- **Required task**
Each line below should be quoted exactly, please.

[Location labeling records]
▬▬▬

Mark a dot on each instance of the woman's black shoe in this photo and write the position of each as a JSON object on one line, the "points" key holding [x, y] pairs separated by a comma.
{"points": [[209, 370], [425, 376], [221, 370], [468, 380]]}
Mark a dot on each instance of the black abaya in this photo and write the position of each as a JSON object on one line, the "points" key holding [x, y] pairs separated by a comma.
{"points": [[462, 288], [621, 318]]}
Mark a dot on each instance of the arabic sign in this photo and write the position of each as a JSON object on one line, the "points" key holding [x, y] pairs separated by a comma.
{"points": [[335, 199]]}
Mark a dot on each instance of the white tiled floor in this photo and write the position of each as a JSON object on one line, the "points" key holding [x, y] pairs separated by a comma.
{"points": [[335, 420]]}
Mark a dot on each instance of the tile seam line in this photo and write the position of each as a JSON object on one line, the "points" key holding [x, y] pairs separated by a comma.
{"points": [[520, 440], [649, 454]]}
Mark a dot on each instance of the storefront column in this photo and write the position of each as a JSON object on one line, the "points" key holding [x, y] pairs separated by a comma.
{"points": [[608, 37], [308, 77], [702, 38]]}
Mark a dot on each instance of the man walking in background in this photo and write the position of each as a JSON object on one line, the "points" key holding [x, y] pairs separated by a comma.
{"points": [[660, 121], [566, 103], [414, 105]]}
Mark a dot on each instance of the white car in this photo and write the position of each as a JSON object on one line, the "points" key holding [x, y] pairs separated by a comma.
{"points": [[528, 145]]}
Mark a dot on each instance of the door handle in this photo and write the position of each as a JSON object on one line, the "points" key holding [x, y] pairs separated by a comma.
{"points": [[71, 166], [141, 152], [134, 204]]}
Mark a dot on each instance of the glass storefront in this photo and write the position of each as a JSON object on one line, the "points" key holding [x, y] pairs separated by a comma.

▬▬▬

- **Solution**
Mark a dot on each instance of the woman's black shoe in this photo and write the position of each as a JSON object on one line, the "points" key holding [x, y] pairs separated by a comma.
{"points": [[209, 370], [425, 376], [221, 370], [468, 380]]}
Mark a dot on each instance of the black abaya in this photo and write the position of each as a JSON object on one line, the "points" key holding [x, y] pairs separated by a comma.
{"points": [[462, 288], [621, 318]]}
Mark a dot on each instance of the arabic sign in this photo and write the position of each as a JSON object on one line, the "points" key holding [x, y] pairs separated by a comma.
{"points": [[335, 199]]}
Mark a dot on each instance of the white tiled floor in this photo and write the position of each as a JSON object on one line, the "points" key holding [x, y] pairs separated by a comma.
{"points": [[335, 420]]}
Mark a dot on each instance of the tile seam line in this photo and write the position of each as a JSON object on one line, the "points" key holding [x, y] pairs separated by a comma.
{"points": [[520, 440], [649, 454]]}
Mark a dot on each instance of the storefront column in this photo and write the position of each as a JSON object on one line, the "points" key holding [x, y] pairs separated by a comma.
{"points": [[608, 37], [308, 77], [702, 38]]}
Mark a dot on each instance of the man walking in background in this photo and write the position of each as a JSON object on one line, the "points" key holding [x, y] pairs separated by a comma.
{"points": [[660, 121], [566, 103], [414, 105]]}
Mark a dot on each instance of the white car in this photo and write the position of each as a JSON object on one line, the "points" key holding [x, y] pairs separated by a comma.
{"points": [[528, 145]]}
Mark a dot on each instance of the door handle in this photo and write the position of each as a JSON object on one line, the "points" key holding [x, y] pairs separated by a comma.
{"points": [[71, 166], [141, 152], [134, 204]]}
Mark a dot on each instance of the glass storefront in this photo and write the position of each as a JSON object on one line, the "points" key holding [x, y] pairs separated by a comma.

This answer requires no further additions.